§ **Written problem**
Will you restate verbatim the lines running from the line with "and yellow heliconia" to the end of the data, leaving out everything else?

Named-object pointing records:

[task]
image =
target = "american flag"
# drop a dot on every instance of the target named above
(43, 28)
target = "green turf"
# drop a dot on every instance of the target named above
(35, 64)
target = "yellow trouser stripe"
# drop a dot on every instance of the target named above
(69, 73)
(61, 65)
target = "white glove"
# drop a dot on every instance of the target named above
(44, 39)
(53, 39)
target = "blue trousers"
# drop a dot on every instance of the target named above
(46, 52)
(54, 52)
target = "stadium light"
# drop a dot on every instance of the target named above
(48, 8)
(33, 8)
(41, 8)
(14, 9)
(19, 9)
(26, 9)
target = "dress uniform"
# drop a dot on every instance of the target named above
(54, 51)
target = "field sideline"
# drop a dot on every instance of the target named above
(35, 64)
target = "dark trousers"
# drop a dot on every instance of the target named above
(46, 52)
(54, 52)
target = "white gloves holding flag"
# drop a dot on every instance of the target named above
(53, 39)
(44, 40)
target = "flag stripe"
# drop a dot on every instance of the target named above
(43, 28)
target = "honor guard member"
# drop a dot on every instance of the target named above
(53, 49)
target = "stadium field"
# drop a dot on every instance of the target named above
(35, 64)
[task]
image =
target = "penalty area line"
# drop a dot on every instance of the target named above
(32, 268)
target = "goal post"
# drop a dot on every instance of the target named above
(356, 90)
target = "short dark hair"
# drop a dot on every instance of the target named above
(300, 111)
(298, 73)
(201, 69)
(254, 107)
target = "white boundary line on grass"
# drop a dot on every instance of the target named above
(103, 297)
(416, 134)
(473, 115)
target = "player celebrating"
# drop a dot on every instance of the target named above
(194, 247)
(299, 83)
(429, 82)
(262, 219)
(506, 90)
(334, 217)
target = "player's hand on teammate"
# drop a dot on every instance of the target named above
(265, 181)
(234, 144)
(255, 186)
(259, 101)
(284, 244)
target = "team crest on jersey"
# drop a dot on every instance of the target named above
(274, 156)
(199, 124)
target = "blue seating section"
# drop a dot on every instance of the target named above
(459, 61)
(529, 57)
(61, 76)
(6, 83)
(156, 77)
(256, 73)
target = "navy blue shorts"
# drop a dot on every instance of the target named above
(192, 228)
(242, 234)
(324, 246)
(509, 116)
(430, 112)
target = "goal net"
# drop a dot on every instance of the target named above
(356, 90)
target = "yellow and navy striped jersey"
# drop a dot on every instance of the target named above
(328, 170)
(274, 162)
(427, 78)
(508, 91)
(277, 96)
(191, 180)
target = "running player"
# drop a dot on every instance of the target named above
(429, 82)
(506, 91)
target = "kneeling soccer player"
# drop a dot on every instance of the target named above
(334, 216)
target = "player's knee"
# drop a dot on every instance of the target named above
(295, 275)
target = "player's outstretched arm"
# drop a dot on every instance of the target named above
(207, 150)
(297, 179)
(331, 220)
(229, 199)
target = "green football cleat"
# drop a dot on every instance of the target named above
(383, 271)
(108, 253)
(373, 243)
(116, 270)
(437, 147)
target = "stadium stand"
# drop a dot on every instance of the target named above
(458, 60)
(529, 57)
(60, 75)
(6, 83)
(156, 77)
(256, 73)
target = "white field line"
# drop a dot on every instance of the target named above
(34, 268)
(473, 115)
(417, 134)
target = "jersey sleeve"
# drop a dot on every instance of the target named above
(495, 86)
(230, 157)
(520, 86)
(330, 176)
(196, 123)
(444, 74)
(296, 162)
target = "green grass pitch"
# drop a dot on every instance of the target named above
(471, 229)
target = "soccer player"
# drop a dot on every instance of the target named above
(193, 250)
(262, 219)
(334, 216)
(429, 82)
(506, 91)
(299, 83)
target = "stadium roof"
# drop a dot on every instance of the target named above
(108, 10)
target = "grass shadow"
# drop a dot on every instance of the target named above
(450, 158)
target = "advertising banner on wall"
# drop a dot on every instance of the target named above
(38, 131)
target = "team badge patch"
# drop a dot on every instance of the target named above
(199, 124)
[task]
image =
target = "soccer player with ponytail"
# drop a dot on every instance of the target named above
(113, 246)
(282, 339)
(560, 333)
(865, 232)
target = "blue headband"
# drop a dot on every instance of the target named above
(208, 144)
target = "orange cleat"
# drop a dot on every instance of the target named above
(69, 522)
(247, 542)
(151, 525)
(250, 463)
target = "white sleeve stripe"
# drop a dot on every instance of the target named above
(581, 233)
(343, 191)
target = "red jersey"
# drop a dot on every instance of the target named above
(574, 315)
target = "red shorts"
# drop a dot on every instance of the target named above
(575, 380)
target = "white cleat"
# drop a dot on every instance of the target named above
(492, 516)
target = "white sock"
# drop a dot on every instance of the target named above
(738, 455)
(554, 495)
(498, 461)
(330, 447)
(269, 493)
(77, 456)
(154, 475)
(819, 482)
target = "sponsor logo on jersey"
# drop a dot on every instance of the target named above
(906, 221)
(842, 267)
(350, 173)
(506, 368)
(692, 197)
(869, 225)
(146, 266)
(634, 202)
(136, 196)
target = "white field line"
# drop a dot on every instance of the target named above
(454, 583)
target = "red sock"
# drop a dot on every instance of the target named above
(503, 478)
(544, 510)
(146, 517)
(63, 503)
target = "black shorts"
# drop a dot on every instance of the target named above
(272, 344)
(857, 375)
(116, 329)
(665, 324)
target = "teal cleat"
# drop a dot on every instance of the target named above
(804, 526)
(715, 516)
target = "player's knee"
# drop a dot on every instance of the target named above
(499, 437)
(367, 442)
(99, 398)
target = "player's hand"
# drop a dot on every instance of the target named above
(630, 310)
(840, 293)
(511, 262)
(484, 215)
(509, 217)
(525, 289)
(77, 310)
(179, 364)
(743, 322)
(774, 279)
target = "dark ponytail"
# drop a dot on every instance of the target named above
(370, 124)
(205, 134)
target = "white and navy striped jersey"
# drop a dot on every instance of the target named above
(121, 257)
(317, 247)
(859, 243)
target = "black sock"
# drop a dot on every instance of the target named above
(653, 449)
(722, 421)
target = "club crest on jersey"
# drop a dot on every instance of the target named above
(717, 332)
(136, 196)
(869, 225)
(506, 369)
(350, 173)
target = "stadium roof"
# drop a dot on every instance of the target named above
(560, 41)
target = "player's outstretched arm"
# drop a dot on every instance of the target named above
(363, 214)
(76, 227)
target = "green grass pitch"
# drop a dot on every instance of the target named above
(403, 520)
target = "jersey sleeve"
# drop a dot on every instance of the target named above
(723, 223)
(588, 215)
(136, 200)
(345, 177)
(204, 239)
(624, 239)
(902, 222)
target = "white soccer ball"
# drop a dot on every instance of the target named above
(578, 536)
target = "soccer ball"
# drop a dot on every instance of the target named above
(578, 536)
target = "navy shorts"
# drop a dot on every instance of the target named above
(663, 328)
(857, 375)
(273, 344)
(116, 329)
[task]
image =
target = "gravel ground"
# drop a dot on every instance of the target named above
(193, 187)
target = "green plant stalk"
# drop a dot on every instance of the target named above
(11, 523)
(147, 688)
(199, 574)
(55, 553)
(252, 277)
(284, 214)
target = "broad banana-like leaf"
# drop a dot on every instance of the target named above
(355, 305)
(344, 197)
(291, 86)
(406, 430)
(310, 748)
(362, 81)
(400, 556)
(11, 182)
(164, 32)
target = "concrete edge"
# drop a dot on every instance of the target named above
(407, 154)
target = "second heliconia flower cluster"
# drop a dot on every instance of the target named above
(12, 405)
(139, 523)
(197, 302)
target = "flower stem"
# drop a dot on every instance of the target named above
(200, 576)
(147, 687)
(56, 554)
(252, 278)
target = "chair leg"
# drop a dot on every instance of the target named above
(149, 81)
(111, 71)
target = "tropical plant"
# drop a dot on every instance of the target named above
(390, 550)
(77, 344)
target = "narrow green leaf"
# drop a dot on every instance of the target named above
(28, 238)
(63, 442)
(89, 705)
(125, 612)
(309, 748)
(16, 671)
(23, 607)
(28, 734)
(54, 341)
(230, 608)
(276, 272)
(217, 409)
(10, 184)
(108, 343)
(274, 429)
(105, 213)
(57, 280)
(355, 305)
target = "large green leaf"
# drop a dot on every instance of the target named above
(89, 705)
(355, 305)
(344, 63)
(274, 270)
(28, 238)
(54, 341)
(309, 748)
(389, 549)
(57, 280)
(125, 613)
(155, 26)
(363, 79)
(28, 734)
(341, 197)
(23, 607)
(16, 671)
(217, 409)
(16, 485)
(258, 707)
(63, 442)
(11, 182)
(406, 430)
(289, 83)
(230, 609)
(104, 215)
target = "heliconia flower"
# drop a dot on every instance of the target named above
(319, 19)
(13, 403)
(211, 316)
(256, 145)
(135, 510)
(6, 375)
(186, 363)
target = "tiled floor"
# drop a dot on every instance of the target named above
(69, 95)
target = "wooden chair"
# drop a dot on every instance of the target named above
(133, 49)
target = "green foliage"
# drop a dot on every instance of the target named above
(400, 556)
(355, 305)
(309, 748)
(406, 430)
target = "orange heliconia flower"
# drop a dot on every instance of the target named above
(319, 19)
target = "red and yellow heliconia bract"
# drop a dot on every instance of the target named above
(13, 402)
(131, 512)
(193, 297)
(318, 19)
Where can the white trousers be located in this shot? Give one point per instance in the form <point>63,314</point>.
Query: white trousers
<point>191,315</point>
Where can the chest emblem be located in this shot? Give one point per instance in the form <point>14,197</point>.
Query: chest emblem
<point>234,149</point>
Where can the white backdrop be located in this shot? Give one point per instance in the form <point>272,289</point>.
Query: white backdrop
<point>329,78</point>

§ **Exercise output**
target = "red and yellow heliconia bract"
# drop a dot on every instance of the target named above
(13, 402)
(131, 512)
(193, 297)
(318, 19)
Where can the white trousers be located in this shot? Give one point per instance in the form <point>63,314</point>.
Query: white trousers
<point>191,315</point>
Where can the chest emblem be located in this shot? Give one point per instance in the form <point>14,197</point>.
Query: chest emblem
<point>234,149</point>
Where can the white backdrop be located in this shot? Give one point per instance in the form <point>272,289</point>.
Query: white backdrop
<point>329,78</point>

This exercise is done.